• [Referring expression data]:
※

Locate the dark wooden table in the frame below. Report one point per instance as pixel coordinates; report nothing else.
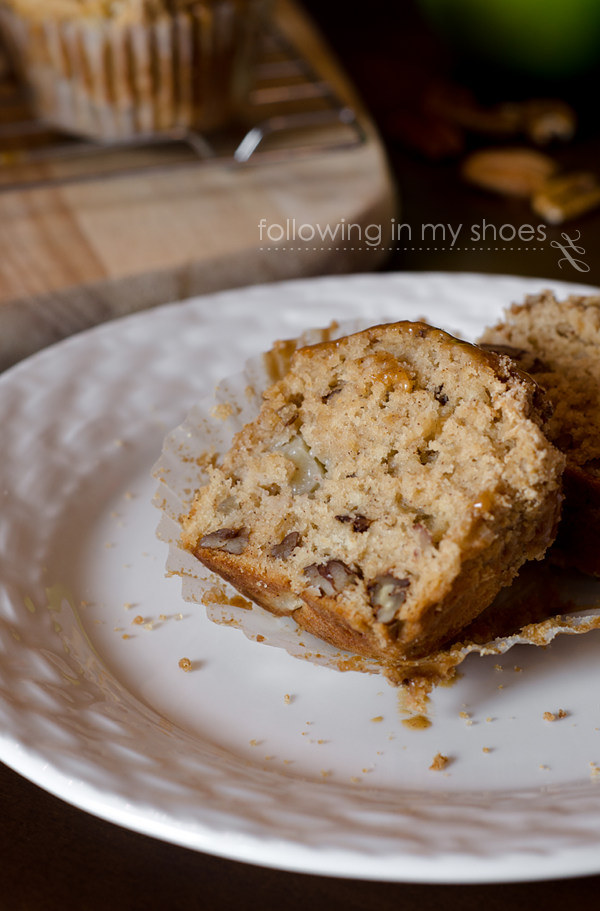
(54, 856)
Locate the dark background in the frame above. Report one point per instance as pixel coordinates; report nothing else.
(394, 58)
(54, 856)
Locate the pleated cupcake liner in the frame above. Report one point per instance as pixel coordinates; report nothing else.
(111, 81)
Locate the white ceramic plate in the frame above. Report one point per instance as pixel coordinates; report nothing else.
(255, 755)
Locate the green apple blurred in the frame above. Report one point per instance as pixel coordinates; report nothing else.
(543, 38)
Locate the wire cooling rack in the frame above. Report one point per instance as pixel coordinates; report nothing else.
(292, 112)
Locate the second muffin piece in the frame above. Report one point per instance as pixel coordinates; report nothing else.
(558, 343)
(392, 483)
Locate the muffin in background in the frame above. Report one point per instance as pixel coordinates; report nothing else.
(116, 69)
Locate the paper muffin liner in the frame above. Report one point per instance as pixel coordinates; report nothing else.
(113, 81)
(519, 616)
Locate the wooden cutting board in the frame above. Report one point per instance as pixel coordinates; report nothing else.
(77, 254)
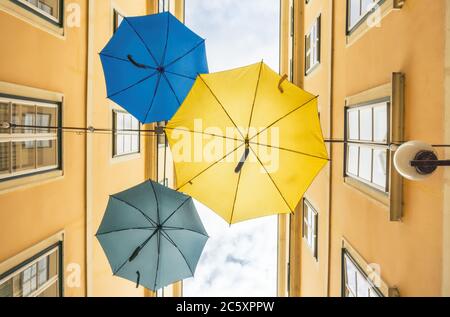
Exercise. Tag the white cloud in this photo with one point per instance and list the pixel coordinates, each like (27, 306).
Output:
(238, 32)
(240, 260)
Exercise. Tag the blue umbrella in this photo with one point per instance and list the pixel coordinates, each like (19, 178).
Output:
(150, 65)
(152, 235)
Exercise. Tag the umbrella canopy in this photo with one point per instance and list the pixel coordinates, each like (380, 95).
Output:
(247, 143)
(152, 235)
(150, 64)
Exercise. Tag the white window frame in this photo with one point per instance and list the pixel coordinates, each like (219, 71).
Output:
(358, 276)
(312, 52)
(163, 6)
(365, 145)
(117, 132)
(31, 137)
(311, 223)
(363, 12)
(117, 19)
(33, 262)
(56, 20)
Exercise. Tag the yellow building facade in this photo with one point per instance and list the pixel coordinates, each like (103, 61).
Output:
(54, 187)
(381, 71)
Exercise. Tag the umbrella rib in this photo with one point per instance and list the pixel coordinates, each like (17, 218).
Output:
(142, 40)
(204, 133)
(276, 121)
(235, 196)
(167, 237)
(292, 151)
(153, 98)
(122, 230)
(184, 229)
(135, 84)
(184, 55)
(254, 99)
(173, 213)
(141, 246)
(206, 169)
(171, 88)
(167, 40)
(223, 108)
(268, 174)
(134, 207)
(157, 202)
(121, 59)
(158, 260)
(180, 75)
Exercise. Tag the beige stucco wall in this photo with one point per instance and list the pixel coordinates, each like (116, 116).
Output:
(30, 214)
(410, 253)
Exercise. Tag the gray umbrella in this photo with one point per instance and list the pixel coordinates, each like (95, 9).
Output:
(152, 235)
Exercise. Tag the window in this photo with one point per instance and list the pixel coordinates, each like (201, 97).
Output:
(35, 149)
(312, 46)
(40, 276)
(51, 10)
(118, 19)
(163, 6)
(126, 137)
(310, 226)
(357, 12)
(367, 144)
(291, 40)
(355, 282)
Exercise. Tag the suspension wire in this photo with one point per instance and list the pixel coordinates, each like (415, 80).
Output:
(162, 130)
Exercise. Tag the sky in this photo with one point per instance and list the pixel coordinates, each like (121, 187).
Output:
(240, 260)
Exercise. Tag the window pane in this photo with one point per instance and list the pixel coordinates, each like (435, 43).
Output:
(4, 116)
(380, 167)
(43, 271)
(353, 125)
(352, 160)
(51, 291)
(23, 115)
(380, 124)
(354, 12)
(47, 153)
(350, 272)
(363, 286)
(46, 117)
(5, 157)
(6, 289)
(47, 7)
(119, 144)
(366, 124)
(365, 163)
(23, 156)
(367, 5)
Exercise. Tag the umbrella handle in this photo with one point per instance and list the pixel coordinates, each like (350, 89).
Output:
(131, 59)
(239, 167)
(281, 81)
(138, 279)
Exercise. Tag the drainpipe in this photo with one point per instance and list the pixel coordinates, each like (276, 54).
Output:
(330, 190)
(89, 147)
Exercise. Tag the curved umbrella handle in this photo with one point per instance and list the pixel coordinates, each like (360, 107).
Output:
(132, 60)
(281, 81)
(138, 280)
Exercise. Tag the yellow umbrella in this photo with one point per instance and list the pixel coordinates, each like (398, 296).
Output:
(247, 143)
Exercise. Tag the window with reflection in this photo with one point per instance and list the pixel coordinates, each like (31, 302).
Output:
(48, 9)
(355, 282)
(367, 144)
(39, 276)
(126, 137)
(358, 10)
(35, 145)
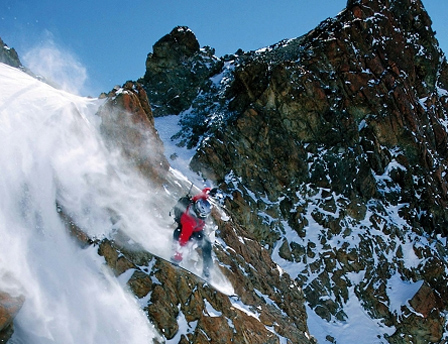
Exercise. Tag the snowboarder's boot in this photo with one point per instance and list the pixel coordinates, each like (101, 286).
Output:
(206, 272)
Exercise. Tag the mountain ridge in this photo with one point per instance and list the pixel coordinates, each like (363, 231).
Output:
(331, 151)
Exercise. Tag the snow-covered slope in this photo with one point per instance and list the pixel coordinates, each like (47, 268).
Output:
(51, 153)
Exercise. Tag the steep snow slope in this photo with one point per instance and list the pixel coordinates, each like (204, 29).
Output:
(52, 153)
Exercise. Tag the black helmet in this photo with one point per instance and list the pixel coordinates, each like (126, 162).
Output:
(202, 208)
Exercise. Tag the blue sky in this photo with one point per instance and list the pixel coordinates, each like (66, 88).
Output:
(100, 44)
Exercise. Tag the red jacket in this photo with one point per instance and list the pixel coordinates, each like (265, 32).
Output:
(189, 222)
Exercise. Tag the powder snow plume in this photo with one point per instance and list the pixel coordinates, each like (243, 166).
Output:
(52, 154)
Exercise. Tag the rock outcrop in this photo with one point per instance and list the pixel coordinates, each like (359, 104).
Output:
(9, 307)
(128, 125)
(177, 70)
(332, 149)
(267, 306)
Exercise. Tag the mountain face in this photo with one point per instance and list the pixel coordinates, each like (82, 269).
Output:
(332, 151)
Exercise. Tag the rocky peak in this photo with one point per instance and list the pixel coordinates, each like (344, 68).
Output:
(128, 125)
(176, 71)
(332, 148)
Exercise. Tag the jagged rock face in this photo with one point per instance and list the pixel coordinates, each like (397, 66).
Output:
(9, 307)
(275, 301)
(9, 55)
(128, 125)
(176, 71)
(341, 132)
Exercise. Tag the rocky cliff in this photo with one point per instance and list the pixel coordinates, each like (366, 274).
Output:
(332, 150)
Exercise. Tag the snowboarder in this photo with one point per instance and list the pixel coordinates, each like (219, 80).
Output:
(191, 224)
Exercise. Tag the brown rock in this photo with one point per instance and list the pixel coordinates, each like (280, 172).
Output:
(426, 301)
(9, 307)
(128, 124)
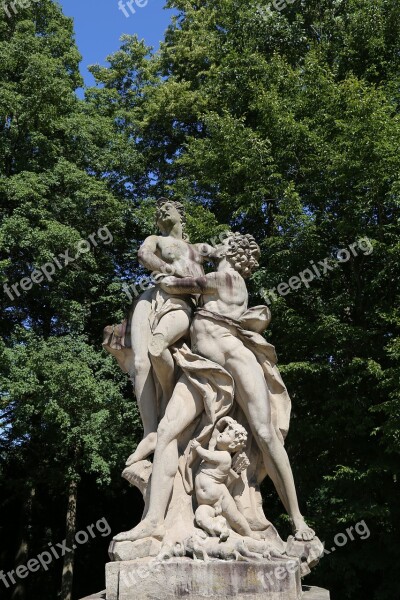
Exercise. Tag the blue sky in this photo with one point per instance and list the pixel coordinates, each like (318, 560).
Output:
(100, 23)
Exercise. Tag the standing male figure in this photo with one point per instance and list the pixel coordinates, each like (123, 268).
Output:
(217, 334)
(161, 318)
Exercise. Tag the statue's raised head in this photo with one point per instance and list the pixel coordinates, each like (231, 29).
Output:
(232, 438)
(243, 252)
(169, 213)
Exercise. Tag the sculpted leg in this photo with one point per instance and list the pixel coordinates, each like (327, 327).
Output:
(185, 405)
(172, 327)
(252, 395)
(235, 519)
(145, 390)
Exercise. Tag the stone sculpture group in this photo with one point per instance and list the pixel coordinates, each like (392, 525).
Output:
(214, 408)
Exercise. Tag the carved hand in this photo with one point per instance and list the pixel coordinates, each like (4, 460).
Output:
(240, 462)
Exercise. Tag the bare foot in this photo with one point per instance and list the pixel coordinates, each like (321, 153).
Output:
(145, 529)
(302, 532)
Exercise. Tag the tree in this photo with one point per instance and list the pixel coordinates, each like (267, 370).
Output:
(62, 243)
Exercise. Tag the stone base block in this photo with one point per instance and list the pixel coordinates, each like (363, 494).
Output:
(312, 593)
(180, 578)
(309, 593)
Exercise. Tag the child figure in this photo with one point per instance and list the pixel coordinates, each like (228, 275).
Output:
(212, 493)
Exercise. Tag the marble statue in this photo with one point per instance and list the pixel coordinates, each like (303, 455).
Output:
(214, 407)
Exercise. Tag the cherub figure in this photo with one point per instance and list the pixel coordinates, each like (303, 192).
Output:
(213, 478)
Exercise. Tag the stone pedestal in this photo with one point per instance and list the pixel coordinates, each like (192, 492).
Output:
(197, 580)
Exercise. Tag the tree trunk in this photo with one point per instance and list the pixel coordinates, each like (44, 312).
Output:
(21, 557)
(68, 568)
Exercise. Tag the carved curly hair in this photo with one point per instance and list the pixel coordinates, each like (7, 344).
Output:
(179, 207)
(245, 252)
(240, 436)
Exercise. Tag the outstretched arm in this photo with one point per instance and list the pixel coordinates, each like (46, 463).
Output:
(191, 285)
(148, 258)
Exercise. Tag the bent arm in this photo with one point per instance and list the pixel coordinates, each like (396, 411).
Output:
(148, 258)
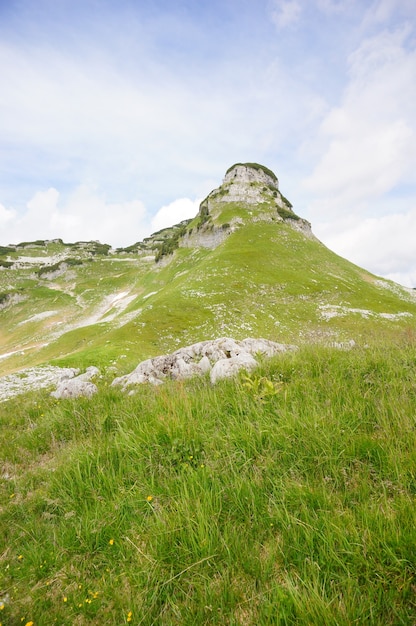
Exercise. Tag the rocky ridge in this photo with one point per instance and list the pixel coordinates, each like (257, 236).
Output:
(220, 358)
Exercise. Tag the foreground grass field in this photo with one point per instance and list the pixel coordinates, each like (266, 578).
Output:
(284, 498)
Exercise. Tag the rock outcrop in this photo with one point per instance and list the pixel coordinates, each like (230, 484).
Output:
(78, 386)
(254, 189)
(221, 358)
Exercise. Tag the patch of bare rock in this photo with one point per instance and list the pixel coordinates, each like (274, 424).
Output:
(221, 358)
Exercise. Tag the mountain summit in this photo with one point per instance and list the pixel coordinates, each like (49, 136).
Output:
(245, 266)
(249, 192)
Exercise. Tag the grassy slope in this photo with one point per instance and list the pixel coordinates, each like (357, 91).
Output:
(265, 279)
(188, 504)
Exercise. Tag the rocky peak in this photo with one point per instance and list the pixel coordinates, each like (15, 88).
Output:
(250, 173)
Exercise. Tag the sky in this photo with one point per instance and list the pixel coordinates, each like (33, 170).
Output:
(118, 118)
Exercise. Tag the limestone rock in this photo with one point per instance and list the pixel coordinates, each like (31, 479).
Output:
(221, 358)
(225, 368)
(79, 386)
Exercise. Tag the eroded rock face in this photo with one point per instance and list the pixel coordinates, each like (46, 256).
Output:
(78, 386)
(221, 358)
(250, 173)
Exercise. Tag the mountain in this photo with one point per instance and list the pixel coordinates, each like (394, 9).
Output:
(246, 265)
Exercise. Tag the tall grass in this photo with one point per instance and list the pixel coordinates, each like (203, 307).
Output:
(191, 504)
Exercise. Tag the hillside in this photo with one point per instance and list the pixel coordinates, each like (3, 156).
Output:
(281, 496)
(246, 265)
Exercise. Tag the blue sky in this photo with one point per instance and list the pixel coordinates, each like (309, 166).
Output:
(117, 118)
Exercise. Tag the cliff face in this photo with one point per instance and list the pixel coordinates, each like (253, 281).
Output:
(248, 193)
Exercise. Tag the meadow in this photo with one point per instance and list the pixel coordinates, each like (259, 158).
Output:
(286, 497)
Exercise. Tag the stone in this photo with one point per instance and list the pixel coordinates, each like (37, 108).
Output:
(79, 386)
(74, 388)
(221, 358)
(224, 368)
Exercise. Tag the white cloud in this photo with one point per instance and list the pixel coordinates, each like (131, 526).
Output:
(175, 212)
(84, 215)
(383, 245)
(286, 13)
(368, 142)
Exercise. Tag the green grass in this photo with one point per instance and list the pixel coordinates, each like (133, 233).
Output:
(191, 504)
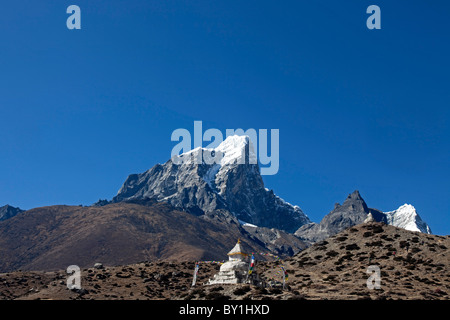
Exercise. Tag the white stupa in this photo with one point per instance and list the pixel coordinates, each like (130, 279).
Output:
(235, 269)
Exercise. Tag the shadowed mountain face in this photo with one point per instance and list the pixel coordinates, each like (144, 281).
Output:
(413, 266)
(58, 236)
(354, 211)
(233, 184)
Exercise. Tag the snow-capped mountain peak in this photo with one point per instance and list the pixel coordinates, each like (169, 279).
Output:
(407, 217)
(232, 182)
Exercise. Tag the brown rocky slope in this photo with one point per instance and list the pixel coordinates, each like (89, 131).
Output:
(413, 265)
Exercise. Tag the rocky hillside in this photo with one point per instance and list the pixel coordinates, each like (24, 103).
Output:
(413, 265)
(354, 211)
(51, 238)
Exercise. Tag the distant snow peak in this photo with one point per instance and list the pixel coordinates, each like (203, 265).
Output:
(233, 150)
(406, 217)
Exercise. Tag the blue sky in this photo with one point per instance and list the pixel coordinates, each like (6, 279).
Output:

※

• [Required action]: Search the entries above for the word "ridge", and copy every line where it occurs.

• [Written solution]:
Exercise. Tag the mountain ridge in this photo with one point per instance and list the pixel coordinates, each like (363, 231).
Exercise. Tag the rocky ridge in this photo with one point per instance and list the pixel coordinates, each like (257, 236).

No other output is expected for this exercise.